■ WHAT NEEDS TO BE DONE
Your response needs to be the data below, retyped exactly.

━━━━━━━━━━

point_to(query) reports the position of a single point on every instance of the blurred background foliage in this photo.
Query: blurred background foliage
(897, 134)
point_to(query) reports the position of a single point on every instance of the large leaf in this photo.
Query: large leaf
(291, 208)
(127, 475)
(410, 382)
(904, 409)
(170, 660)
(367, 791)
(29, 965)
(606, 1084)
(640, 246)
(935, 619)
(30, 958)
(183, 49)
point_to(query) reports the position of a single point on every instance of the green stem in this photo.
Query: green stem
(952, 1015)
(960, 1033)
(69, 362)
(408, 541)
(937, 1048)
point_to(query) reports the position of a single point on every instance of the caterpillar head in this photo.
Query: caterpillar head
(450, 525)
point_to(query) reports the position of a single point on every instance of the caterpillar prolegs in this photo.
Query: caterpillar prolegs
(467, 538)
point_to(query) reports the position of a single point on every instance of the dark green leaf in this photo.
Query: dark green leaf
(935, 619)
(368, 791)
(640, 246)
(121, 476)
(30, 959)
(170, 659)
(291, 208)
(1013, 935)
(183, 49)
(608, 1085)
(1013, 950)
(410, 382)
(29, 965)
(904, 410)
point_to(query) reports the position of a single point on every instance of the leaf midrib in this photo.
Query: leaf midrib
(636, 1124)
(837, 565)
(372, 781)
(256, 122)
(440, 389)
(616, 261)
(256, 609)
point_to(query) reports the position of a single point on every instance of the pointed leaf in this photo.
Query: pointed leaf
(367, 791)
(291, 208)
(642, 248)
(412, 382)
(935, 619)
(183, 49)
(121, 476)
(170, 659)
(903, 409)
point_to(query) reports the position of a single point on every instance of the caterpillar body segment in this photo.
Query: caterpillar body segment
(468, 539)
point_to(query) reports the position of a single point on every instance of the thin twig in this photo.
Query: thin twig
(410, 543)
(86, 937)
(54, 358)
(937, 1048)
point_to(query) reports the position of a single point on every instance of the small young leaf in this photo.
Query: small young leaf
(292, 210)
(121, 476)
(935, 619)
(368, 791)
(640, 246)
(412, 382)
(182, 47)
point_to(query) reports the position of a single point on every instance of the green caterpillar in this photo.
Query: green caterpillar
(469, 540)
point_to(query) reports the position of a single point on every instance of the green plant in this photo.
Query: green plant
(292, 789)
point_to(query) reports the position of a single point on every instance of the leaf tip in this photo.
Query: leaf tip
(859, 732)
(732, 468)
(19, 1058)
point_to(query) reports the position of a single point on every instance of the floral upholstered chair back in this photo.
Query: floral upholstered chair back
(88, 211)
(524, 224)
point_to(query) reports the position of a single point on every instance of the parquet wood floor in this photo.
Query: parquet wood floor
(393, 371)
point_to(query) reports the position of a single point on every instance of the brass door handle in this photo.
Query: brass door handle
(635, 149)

━━━━━━━━━━

■ SOLUTION TO THIS PROBLEM
point_to(query) reports the position of a single point on every instance of the blurred background foliage in this photo.
Query: blurred background foliage
(897, 134)
point_to(query) reports the position of a single point on every instance of the large leaf in this photo.
Query: large leaf
(291, 208)
(127, 475)
(410, 382)
(904, 409)
(170, 660)
(367, 791)
(29, 965)
(606, 1084)
(640, 246)
(935, 619)
(30, 958)
(183, 49)
point_to(query) reports the position of a single point on every instance of the green stem in this photo.
Query: green stem
(952, 1015)
(960, 1033)
(69, 362)
(408, 541)
(937, 1048)
point_to(query) reports the position of a single point on every instance of the caterpillar head in this photo.
Query: caterpillar head
(450, 525)
point_to(query) reports the position of a single point on every instance of the caterpillar prolegs in this photo.
Query: caterpillar prolegs
(467, 538)
point_to(query) reports the position of a single point on every instance of the dark green leaf in this photo.
Query: dark green leaf
(935, 619)
(368, 791)
(640, 246)
(121, 476)
(30, 959)
(170, 659)
(291, 208)
(1013, 935)
(183, 49)
(608, 1085)
(1013, 950)
(410, 382)
(29, 965)
(904, 410)
point_to(query) reports the position of a single point on every instance of the leaf midrib in this photo.
Query: leaf midrib
(636, 1124)
(837, 565)
(372, 781)
(256, 122)
(440, 389)
(616, 261)
(256, 609)
point_to(query) reports the position of a single point on every instance of the pointed leaf in this photo.
Query: pointed leaf
(367, 791)
(291, 208)
(642, 248)
(412, 382)
(935, 619)
(183, 49)
(121, 476)
(170, 659)
(903, 409)
point_to(query) reports the position of a single point on every instance of the caterpillar body segment in this photo.
Query: caterpillar body segment
(468, 539)
point_to(query) reports the position of a single point on every instance of the thin twig in this photo.
Query: thin twig
(410, 543)
(86, 937)
(54, 358)
(937, 1048)
point_to(query) reports the position of a single point on every instance of the small young leaf in this photo.
Query: small young leaf
(292, 210)
(121, 476)
(935, 619)
(368, 791)
(640, 246)
(412, 382)
(182, 47)
point_to(query) reports the position of a single point on every instance of the green caterpillar in this photo.
Query: green caterpillar
(469, 540)
point_to(query) reports the position of a single point on every instance of the green plant in this photo.
Query: green plant
(292, 789)
point_to(query) reports the position of a single point on every instance of the leaf tip in this photo.
Query: leaf tip
(859, 732)
(732, 468)
(19, 1058)
point_to(query) reports the position of a single point on every instance of the floral upholstered chair back in this photo.
Query: floral upholstered chair back
(88, 211)
(524, 224)
point_to(query) reports the position of a single point on every instance of the parquet wood floor in this photo.
Query: parquet wood floor
(393, 371)
point_to(query) reports the position of a single point on every instance of the brass door handle in this photo.
Query: brass door handle
(635, 149)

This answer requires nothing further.